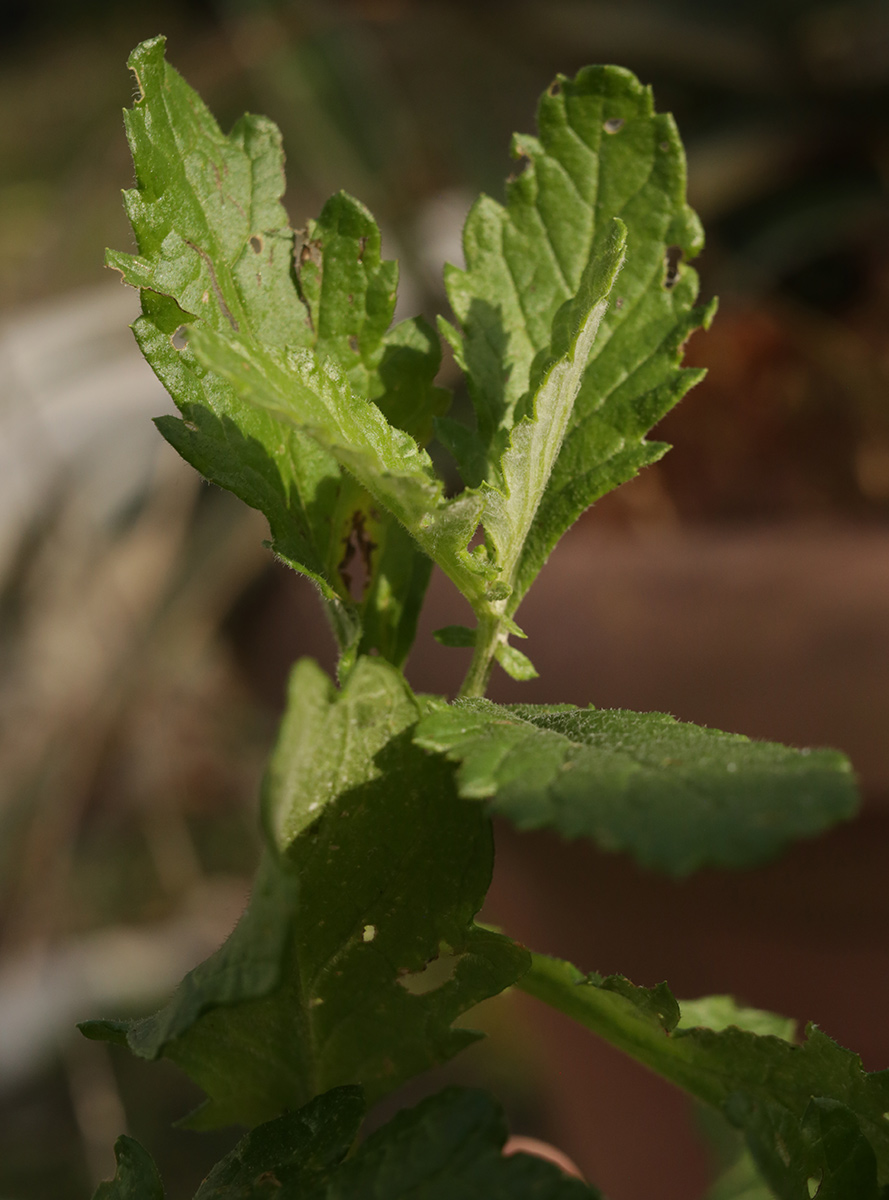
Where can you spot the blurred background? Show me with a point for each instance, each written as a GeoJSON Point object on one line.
{"type": "Point", "coordinates": [145, 635]}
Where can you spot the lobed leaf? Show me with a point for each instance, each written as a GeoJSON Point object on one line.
{"type": "Point", "coordinates": [778, 1092]}
{"type": "Point", "coordinates": [136, 1177]}
{"type": "Point", "coordinates": [448, 1146]}
{"type": "Point", "coordinates": [317, 400]}
{"type": "Point", "coordinates": [216, 251]}
{"type": "Point", "coordinates": [674, 796]}
{"type": "Point", "coordinates": [602, 153]}
{"type": "Point", "coordinates": [376, 869]}
{"type": "Point", "coordinates": [535, 441]}
{"type": "Point", "coordinates": [823, 1153]}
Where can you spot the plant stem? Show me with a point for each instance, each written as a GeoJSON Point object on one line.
{"type": "Point", "coordinates": [488, 636]}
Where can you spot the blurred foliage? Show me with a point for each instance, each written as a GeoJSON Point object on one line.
{"type": "Point", "coordinates": [136, 714]}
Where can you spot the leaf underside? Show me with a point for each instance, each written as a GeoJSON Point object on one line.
{"type": "Point", "coordinates": [674, 796]}
{"type": "Point", "coordinates": [808, 1110]}
{"type": "Point", "coordinates": [376, 869]}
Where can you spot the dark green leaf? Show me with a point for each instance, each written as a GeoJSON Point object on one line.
{"type": "Point", "coordinates": [449, 1147]}
{"type": "Point", "coordinates": [136, 1177]}
{"type": "Point", "coordinates": [376, 870]}
{"type": "Point", "coordinates": [289, 1158]}
{"type": "Point", "coordinates": [773, 1075]}
{"type": "Point", "coordinates": [318, 400]}
{"type": "Point", "coordinates": [824, 1153]}
{"type": "Point", "coordinates": [674, 796]}
{"type": "Point", "coordinates": [455, 635]}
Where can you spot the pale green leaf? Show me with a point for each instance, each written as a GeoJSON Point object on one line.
{"type": "Point", "coordinates": [535, 441]}
{"type": "Point", "coordinates": [290, 1157]}
{"type": "Point", "coordinates": [602, 153]}
{"type": "Point", "coordinates": [746, 1074]}
{"type": "Point", "coordinates": [515, 664]}
{"type": "Point", "coordinates": [215, 250]}
{"type": "Point", "coordinates": [377, 868]}
{"type": "Point", "coordinates": [674, 796]}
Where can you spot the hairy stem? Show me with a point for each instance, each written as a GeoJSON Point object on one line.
{"type": "Point", "coordinates": [488, 636]}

**Short task:** Can you rewrite the stretch from the line containing "Where can you spot the hairy" through the end of the lines, keeping the requests and shifting every coordinate in the answers by adding 41 to it?

**Worked answer:**
Where can you spot the hairy stem? Show me with a point for each instance, each written as a GeoJSON Point object on one line.
{"type": "Point", "coordinates": [529, 677]}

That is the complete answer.